- [TEXTABSCHNITT]

══════════

Konferenz zu Bioökonomie in Wien: "Wirtschaftskonzept der Zukunft"
235 Teilnehmerinnen und Teilnehmer treffen einander bis Freitag beim "European Bioeconomy Scientific Forum" an der Universität für Bodenkultur Wien (BOKU), um die internationale und interdisziplinäre Vernetzung voranzutreiben. "Wir sehen die Bioökonomie als Wirtschaftskonzept der Zukunft", sagte BOKU-Rektorin Eva Schulev-Steindl am Mittwoch bei einer Pressekonferenz. "Und die BOKU sieht sich als ein maßgeblicher Akteur, um die Bioökonomie mitzugestalten."
80 Prozent der BOKU-Institute fallen in den Bereich der Bioökonomie, die Martin Greimel, der Leiter des 2019 gegründeten Zentrums für Bioökonomie an der BOKU, als ein "Wirtschaften nach den Gesetzen der Natur" beschreibt. Kreislaufwirtschaft ist ein Teil davon, geht aber vom Konzept her weniger weit, denn Bioökonomie setzt grundsätzlich auf nachwachsende Rohstoffe. Da liegt auch die Crux: "Bioökonomie ist nicht dasselbe wie bisher in grün", sagte Greimel. "Man kann nicht beim Konsum weitermachen wie bisher und alles einfach durch nachwachsende Rohstoffe ersetzen. Da bräuchten wir zwei bis drei Erden dazu. Man muss sich also eine Prioritätenliste überlegen: Für was verwende ich die Ressource Biomasse?"

══════════

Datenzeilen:
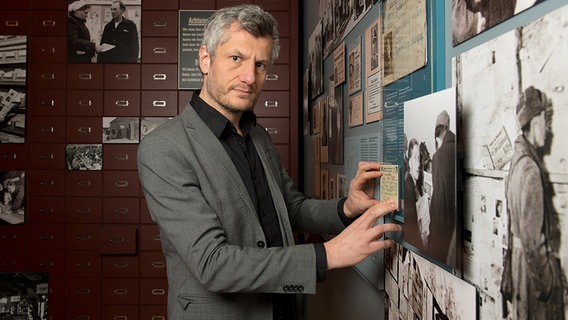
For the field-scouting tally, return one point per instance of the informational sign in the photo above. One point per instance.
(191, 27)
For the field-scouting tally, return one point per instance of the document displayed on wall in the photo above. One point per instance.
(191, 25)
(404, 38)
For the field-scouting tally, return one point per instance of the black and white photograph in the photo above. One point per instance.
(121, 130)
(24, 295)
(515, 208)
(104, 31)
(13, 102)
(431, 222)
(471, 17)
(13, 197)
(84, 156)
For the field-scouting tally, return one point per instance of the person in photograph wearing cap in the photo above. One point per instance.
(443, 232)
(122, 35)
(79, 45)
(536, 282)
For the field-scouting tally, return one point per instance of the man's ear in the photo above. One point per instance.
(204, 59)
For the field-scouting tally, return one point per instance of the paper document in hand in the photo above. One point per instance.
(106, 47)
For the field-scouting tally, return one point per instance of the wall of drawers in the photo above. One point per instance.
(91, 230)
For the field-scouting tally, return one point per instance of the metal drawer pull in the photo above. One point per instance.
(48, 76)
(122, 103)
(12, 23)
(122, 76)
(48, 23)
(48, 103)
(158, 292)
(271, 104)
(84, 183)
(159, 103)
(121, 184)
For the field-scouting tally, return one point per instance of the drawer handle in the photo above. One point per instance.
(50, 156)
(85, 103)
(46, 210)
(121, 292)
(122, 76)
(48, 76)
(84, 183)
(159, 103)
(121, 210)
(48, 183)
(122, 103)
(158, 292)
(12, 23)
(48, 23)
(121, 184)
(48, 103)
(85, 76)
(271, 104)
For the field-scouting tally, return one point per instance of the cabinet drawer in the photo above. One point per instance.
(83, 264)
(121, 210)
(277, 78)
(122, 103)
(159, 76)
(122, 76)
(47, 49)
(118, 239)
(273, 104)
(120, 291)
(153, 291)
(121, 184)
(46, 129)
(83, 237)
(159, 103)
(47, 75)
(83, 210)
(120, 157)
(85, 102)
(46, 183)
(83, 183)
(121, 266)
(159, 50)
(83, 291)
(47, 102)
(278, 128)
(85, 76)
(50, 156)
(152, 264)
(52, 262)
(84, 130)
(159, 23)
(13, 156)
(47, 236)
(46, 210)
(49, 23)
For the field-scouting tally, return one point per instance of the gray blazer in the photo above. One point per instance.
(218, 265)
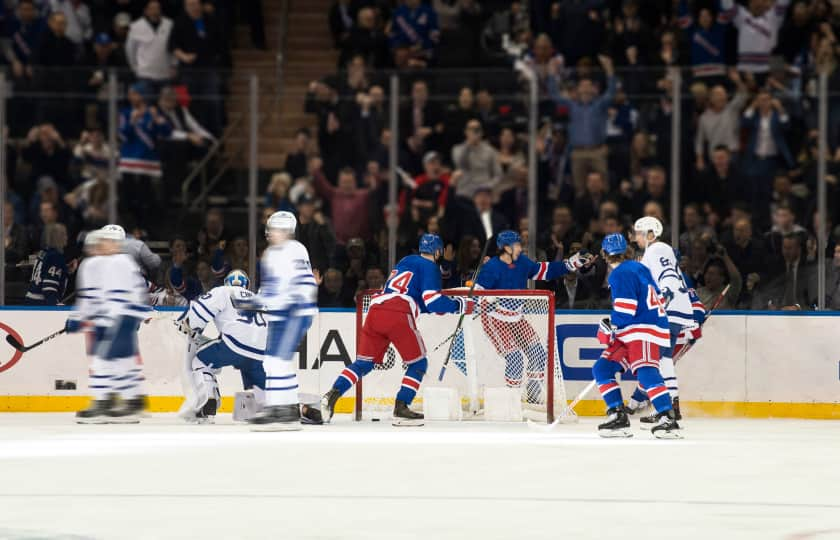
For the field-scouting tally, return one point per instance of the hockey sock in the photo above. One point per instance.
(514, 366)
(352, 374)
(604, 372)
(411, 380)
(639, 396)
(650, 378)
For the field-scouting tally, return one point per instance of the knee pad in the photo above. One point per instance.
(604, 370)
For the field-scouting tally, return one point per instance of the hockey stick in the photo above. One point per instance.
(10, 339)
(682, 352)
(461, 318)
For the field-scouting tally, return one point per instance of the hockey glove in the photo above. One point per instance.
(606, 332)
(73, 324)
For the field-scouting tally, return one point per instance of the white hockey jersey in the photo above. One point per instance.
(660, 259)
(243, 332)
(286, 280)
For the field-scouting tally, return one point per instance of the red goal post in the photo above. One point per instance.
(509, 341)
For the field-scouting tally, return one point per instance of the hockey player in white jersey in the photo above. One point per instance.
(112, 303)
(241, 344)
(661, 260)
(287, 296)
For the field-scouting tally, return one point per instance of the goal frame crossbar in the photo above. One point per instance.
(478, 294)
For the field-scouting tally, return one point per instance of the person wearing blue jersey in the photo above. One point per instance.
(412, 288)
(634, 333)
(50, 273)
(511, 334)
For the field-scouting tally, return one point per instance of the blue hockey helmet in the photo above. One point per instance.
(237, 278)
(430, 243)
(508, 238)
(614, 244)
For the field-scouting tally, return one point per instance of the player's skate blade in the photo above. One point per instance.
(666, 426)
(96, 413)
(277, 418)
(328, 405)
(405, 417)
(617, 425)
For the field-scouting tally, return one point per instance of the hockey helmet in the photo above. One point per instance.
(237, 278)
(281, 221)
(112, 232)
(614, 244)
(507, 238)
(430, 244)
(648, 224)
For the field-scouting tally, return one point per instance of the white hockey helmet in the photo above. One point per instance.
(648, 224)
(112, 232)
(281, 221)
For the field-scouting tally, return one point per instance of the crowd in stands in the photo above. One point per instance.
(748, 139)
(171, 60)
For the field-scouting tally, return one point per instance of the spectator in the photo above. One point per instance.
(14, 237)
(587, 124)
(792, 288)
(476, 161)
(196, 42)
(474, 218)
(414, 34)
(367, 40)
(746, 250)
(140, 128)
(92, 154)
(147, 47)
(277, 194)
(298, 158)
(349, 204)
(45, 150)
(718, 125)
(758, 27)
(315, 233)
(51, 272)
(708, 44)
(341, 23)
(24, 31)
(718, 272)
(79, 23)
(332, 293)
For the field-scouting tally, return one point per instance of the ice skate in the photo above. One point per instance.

══════════

- [AUFGABEN]
[1] Prüfen Sie, ob die folgenden Aussagen mit dem Text zur Bioökonomie-Konferenz übereinstimmen. Antworten Sie jeweils mit Ja oder Nein und zitieren Sie die entscheidenden Worte des Textes wörtlich.
(a) Das Forum findet an der Universität für Bodenkultur Wien statt.
(b) Das Zentrum für Bioökonomie an der BOKU wurde 2020 gegründet.
(c) Die Kreislaufwirtschaft geht vom Konzept her weiter als die Bioökonomie.
[2] Fassen Sie den Text zur Bioökonomie-Konferenz in zwei Sätzen zusammen.
[3] Nennen Sie alle Zahlenangaben, die im Text zur Bioökonomie-Konferenz vorkommen.

- [VOLLSTÄNDIGE LÖSUNGEN]
[1]
(a) Ja: „an der Universität für Bodenkultur Wien (BOKU)“
(b) Nein: „des 2019 gegründeten Zentrums für Bioökonomie an der BOKU“
(c) Nein: „Kreislaufwirtschaft ist ein Teil davon, geht aber vom Konzept her weniger weit“

[2] Beim „European Bioeconomy Scientific Forum“ an der BOKU treffen sich 235 Teilnehmerinnen und Teilnehmer zur Vernetzung, und Rektorin Eva Schulev-Steindl bezeichnet die Bioökonomie als Wirtschaftskonzept der Zukunft. Martin Greimel, Leiter des Zentrums für Bioökonomie, betont, dass nachwachsende Rohstoffe den bisherigen Konsum nicht einfach ersetzen können und man daher Prioritäten für die Nutzung von Biomasse setzen muss.

[3]
- 235 (Teilnehmerinnen und Teilnehmer)
- 80 Prozent (der BOKU-Institute)
- 2019 (Gründungsjahr des Zentrums für Bioökonomie)
- zwei bis drei (Erden)